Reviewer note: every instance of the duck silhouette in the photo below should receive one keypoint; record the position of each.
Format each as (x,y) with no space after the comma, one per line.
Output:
***
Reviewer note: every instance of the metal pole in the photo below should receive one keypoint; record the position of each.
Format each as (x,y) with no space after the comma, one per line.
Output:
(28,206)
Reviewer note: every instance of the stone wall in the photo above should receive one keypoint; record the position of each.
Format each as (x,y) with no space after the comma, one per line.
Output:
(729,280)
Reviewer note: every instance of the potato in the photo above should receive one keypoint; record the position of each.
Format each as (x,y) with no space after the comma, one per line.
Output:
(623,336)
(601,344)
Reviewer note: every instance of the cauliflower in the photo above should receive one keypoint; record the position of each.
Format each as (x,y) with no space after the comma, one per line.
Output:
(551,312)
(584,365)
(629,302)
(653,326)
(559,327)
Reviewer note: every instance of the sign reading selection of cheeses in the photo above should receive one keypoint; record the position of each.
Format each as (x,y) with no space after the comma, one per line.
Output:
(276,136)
***
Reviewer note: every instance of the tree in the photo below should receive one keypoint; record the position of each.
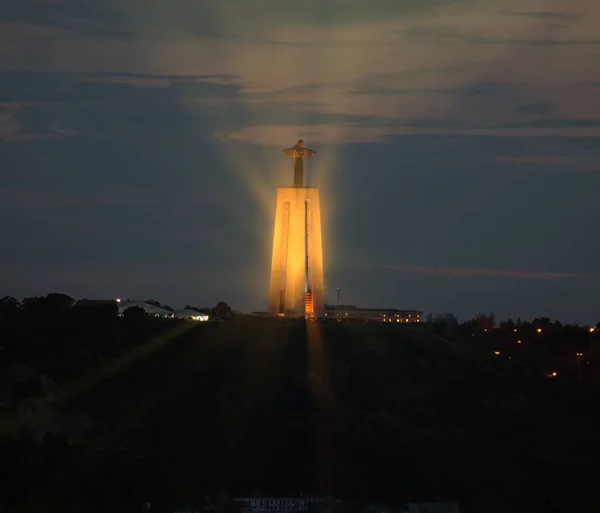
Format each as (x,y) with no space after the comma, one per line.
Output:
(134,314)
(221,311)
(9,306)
***
### [SET PROBLEM]
How many lines of the preceding data contain the string "above", matched with case? Reply with the number alone.

### [EXERCISE SOLUTION]
4